====== Source material ======

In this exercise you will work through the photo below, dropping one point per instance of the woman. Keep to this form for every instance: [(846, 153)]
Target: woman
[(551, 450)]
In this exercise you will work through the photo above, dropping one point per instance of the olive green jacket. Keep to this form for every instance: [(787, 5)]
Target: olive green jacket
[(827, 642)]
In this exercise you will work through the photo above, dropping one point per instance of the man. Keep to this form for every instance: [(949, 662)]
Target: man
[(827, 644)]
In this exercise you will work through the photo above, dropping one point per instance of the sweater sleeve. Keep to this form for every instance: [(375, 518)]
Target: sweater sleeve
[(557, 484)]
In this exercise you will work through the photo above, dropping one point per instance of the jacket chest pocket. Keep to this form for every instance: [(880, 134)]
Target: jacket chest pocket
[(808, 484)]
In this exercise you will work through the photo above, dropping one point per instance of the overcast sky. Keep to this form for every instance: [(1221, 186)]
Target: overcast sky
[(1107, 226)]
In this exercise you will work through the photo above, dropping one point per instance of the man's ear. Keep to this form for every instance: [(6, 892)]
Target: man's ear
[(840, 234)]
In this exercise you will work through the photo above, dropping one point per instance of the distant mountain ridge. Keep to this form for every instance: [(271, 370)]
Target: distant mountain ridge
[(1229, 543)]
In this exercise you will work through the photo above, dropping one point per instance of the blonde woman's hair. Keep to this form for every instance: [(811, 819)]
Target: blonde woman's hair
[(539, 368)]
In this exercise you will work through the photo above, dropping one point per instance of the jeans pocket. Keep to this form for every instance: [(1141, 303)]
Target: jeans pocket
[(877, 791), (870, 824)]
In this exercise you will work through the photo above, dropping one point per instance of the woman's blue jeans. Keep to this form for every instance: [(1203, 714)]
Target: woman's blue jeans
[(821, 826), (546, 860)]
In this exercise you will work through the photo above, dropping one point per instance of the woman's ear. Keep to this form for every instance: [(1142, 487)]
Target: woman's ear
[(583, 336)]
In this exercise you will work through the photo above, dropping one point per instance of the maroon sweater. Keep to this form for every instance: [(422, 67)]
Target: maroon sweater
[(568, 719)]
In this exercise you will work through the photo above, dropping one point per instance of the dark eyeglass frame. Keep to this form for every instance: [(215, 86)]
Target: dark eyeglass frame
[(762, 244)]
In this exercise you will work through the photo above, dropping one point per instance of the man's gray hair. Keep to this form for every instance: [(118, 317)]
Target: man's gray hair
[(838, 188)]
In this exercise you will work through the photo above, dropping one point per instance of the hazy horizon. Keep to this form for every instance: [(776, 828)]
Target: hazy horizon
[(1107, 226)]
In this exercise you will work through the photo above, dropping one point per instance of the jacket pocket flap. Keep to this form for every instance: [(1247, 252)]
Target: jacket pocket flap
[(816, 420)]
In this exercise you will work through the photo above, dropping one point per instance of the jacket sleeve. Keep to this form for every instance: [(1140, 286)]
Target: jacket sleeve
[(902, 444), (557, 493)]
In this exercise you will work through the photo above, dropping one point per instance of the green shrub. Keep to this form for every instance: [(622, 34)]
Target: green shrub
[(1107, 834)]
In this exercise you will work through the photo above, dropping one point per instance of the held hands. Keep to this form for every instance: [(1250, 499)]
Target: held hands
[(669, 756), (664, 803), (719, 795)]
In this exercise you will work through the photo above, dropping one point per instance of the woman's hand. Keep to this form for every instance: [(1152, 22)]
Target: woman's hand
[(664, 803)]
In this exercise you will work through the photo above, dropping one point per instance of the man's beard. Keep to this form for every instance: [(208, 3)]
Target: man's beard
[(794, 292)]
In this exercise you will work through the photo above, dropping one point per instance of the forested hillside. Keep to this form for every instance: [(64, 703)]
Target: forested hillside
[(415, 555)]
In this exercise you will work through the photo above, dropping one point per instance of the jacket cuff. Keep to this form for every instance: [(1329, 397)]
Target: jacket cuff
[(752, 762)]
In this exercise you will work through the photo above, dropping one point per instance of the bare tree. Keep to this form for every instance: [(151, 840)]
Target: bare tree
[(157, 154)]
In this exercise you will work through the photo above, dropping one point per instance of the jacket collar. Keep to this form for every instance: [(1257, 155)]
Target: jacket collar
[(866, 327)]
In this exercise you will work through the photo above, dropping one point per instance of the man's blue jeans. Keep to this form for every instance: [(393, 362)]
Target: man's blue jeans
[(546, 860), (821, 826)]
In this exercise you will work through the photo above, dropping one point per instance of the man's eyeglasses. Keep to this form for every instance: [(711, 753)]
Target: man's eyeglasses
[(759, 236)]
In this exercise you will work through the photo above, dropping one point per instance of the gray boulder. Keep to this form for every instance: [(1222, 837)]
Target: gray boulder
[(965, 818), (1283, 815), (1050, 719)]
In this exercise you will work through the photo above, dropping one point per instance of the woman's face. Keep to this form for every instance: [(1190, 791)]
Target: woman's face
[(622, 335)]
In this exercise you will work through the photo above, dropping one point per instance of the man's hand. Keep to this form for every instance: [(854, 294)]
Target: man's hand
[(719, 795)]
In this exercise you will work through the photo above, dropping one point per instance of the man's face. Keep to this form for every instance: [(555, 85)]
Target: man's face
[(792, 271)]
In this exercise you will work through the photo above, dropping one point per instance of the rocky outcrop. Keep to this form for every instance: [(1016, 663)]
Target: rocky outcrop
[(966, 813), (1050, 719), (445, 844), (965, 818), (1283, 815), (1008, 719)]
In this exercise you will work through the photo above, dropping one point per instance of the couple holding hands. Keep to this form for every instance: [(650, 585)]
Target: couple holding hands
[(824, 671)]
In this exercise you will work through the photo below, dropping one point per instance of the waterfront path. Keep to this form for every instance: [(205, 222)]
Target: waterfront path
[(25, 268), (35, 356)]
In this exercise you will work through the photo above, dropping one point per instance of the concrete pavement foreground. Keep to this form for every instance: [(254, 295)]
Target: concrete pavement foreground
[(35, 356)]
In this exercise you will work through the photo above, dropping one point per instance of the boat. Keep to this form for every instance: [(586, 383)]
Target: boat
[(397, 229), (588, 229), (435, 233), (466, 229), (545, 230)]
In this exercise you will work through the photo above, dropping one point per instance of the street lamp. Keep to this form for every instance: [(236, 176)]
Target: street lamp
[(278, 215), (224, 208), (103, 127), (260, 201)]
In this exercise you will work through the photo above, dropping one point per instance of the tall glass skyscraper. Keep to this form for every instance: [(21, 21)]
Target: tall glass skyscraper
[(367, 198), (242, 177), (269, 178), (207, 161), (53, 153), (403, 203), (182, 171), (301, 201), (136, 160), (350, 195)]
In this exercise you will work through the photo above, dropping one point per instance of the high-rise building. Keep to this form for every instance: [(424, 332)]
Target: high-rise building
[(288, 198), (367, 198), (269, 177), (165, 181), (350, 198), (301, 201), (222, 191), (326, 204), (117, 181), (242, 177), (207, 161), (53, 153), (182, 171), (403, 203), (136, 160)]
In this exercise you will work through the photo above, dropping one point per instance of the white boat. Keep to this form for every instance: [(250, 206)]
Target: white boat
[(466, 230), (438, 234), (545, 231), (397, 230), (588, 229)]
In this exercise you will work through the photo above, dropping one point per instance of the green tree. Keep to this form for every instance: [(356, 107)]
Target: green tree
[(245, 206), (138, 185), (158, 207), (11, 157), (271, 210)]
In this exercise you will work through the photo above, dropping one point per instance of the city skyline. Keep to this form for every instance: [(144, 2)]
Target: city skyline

======

__Your instructions__:
Please recast all of the lines above as a JSON list of strings, one string per line, with blank lines left out.

__Exercise output__:
[
  "In this exercise you will work through the photo below, dropping one point per instance of the woman. Keep to this form for every instance: [(846, 153)]",
  "Target: woman",
  "[(551, 450)]",
  "In this exercise you will work through the photo above, dropping one point per instance of the olive green jacket. Keep to this form for every instance: [(787, 5)]",
  "Target: olive green jacket",
  "[(827, 642)]",
  "In this exercise you will work through the photo above, dropping one point per instance of the man. Keep to this form for every instance: [(949, 662)]",
  "Target: man",
  "[(827, 644)]",
  "In this exercise you will work through the photo above, dropping one point per instance of the sweater sleeve. Keep to this form for every instance: [(375, 518)]",
  "Target: sweater sleeve",
  "[(557, 484)]",
  "In this exercise you will work through the photo above, dropping one point per instance of the jacket chest pocket. Keep to this form for every instance: [(880, 134)]",
  "Target: jacket chest pocket",
  "[(808, 484)]",
  "In this exercise you will work through the photo above, dropping one point per instance of the overcast sky. Keep to this form for every instance: [(1221, 186)]",
  "Target: overcast sky",
  "[(1107, 226)]",
  "In this exercise you will work through the photo above, dropping one point per instance of the man's ear. Keep to this form for every instance: [(6, 892)]",
  "Target: man's ear",
  "[(840, 234)]",
  "In this exercise you will work through the photo above, dropping one point per instance of the distant mountain ridge. Keep to this form for every instance: [(271, 370)]",
  "Target: distant mountain ridge",
  "[(1229, 543)]",
  "In this exercise you will work through the photo above, dropping one point per instance of the blonde woman's hair. Keep to this form for every instance: [(811, 819)]",
  "Target: blonde woman's hair",
  "[(539, 368)]",
  "In this exercise you will work through the photo above, dropping one point per instance of the jeans pocket. Keep to this form for every instance: [(1141, 303)]",
  "Target: jeans pocket",
  "[(877, 791), (870, 824)]",
  "In this exercise you will work through the photo above, dropping one point per instance of the woman's blue jeans. Keep to this form for every instance: [(1203, 714)]",
  "Target: woman's blue jeans",
  "[(821, 826), (546, 860)]",
  "In this exercise you will work through the photo above, dropping one point per instance of the woman's ear. Keep to this form for every instance: [(1142, 487)]",
  "Target: woman's ear",
  "[(583, 336)]",
  "In this exercise you will work through the photo above, dropping one point per instance of the maroon sweater. Keep to this form for every instance: [(422, 67)]",
  "Target: maroon sweater",
  "[(568, 719)]",
  "In this exercise you will work through the photo above, dropping one point per instance of the dark eyeglass frame. Keep to this form for every instance: [(215, 86)]",
  "Target: dark eyeglass frame",
  "[(762, 244)]",
  "In this exercise you will work through the photo above, dropping one point per instance of the man's gray hair. Keep to this form for every instance: [(118, 317)]",
  "Target: man's gray hair",
  "[(838, 188)]",
  "In this exercise you will work through the photo above, dropping one point per instance of the hazy horizon. Keep to this form for every instance: [(776, 828)]",
  "Target: hazy horizon",
  "[(1107, 226)]",
  "In this exercise you will work through the photo above, dropping one point per instance of the jacket pocket flap. Keep to this form for every instance: [(1247, 252)]",
  "Target: jacket pocket flap",
  "[(816, 420)]",
  "In this exercise you will work through the photo above, dropping one point per instance of the jacket sleeve. Keep to this form for every instance: [(1140, 286)]",
  "Target: jacket sleeve",
  "[(902, 444), (557, 493)]",
  "In this exercise you will work through the photo above, dropping one point per instance of the green shrub. Keep to this form for every instance: [(622, 34)]",
  "Target: green shrub",
  "[(1107, 834)]",
  "In this exercise you will work through the photo above, dropping one point per instance of the held hands. Keep to this form for every instance: [(1250, 499)]",
  "Target: held hands",
  "[(669, 756), (664, 803), (719, 795)]",
  "In this exercise you will work through the photo above, dropping one point per instance of the woman's hand. Keep to this form for every instance: [(1152, 22)]",
  "Target: woman's hand",
  "[(664, 803)]",
  "In this exercise you will work through the photo above, dropping one point per instance of the man's beard. Keep to this form for every instance: [(208, 3)]",
  "Target: man's beard",
  "[(794, 292)]",
  "In this exercise you will work through the photo above, dropping one point per instance of the forested hillside. Keep to this form for every instance: [(64, 703)]",
  "Target: forested hillside",
  "[(415, 555)]",
  "In this exercise you will work through the photo above, dropping one point per instance of the jacket cuff. Keep to this form for every instance: [(1329, 397)]",
  "Target: jacket cuff",
  "[(752, 762)]",
  "In this exercise you will work through the photo above, dropping one point per instance of the bare tree. Keep to this form for every instance: [(151, 840)]",
  "Target: bare tree",
  "[(157, 154)]",
  "In this exercise you will work through the photo above, dropping one point per instance of the jacket collar. Keep to this form for every instance: [(1257, 155)]",
  "Target: jacket collar",
  "[(866, 327)]",
  "In this exercise you will work through the photo above, dropping one point per instance of the man's blue jeans. Keep to this form for every instance: [(393, 362)]",
  "Target: man's blue jeans",
  "[(546, 860), (821, 826)]",
  "In this exercise you will work through the photo above, dropping one point per instance of the man's eyeglasses. Keep to this form for every instance: [(711, 753)]",
  "Target: man's eyeglasses",
  "[(759, 236)]",
  "In this exercise you will work through the photo above, dropping one point per instance of the gray boulder. Keep to this form for every instance: [(1222, 837)]",
  "Target: gray boulder",
  "[(965, 818), (1283, 815), (1050, 719)]",
  "In this exercise you will work through the photo above, dropping one point per instance of the woman's face. Keep to this form for every instance: [(1190, 791)]",
  "Target: woman's face",
  "[(622, 335)]",
  "In this exercise you will work through the photo above, dropping one point per instance of the man's hand. Keep to this form for every instance: [(854, 294)]",
  "Target: man's hand",
  "[(719, 795)]",
  "In this exercise you will work through the photo above, dropping one point per instance of the man's face. Keep to this form for every instance: [(555, 85)]",
  "Target: man's face",
  "[(792, 271)]",
  "In this exercise you will work through the photo above, dropping one point per instance of the rocky outcrop. Keep to this form for every instance: [(1016, 663)]",
  "Target: rocky outcrop",
  "[(966, 813), (1050, 719), (445, 844), (965, 818), (1283, 815), (1008, 719)]",
  "In this exercise you will work through the photo above, dropping one point per instance of the couple holding hands. Keep to this form for every instance: [(650, 585)]",
  "Target: couple holding hands",
  "[(824, 671)]",
  "In this exercise you will work through the photo below, dropping one point per instance of the waterfront path. Keep to this form for every instance: [(205, 222)]",
  "Target: waterfront path",
  "[(25, 268), (35, 356)]",
  "In this exercise you will work through the photo above, dropping one point per instance of the concrete pavement foreground. Keep to this form for every instance: [(254, 295)]",
  "Target: concrete pavement foreground",
  "[(35, 356)]",
  "In this exercise you will work through the photo above, dropping one point per instance of the boat. Keep to this form for every instance: [(586, 383)]",
  "Target: boat",
  "[(397, 229), (588, 229), (435, 233), (466, 229), (545, 230)]",
  "In this exercise you will work through the photo above, dropping one point per instance of the street lamp. Keep to this form for every instance: [(236, 176)]",
  "Target: street lamp",
  "[(278, 215), (224, 208), (103, 127), (260, 201)]",
  "In this exercise you will work through the photo above, dropping one point per instance of the tall glass skyscraper. Keep to this form for every instance: [(21, 21)]",
  "Target: tall glass skyscraper",
  "[(367, 198), (242, 177), (269, 178), (207, 161), (53, 153), (403, 203), (182, 171), (301, 201), (136, 160), (350, 195)]",
  "In this exercise you will work through the photo above, dropping one point per instance of the high-rise building. Keep to this form for every instance: [(424, 332)]",
  "Target: high-rise building",
  "[(288, 198), (367, 198), (269, 177), (165, 181), (350, 198), (301, 201), (222, 191), (326, 204), (117, 181), (242, 177), (207, 161), (53, 153), (182, 171), (403, 203), (136, 160)]",
  "In this exercise you will work through the photo above, dropping one point per instance of the white boat. Keep to this form for every instance: [(250, 206)]",
  "Target: white boat",
  "[(466, 230), (438, 234), (545, 231), (397, 230), (588, 229)]",
  "In this exercise you will work through the photo above, dropping one point per instance of the green tree. Keep to this form for every instance: [(356, 107)]",
  "Target: green tree",
  "[(245, 206), (138, 185), (158, 207), (11, 157), (271, 210)]",
  "In this exercise you will work through the photo above, dropping one point per instance of the city skyline. Keep to this form for every instance: [(144, 2)]",
  "Target: city skyline"
]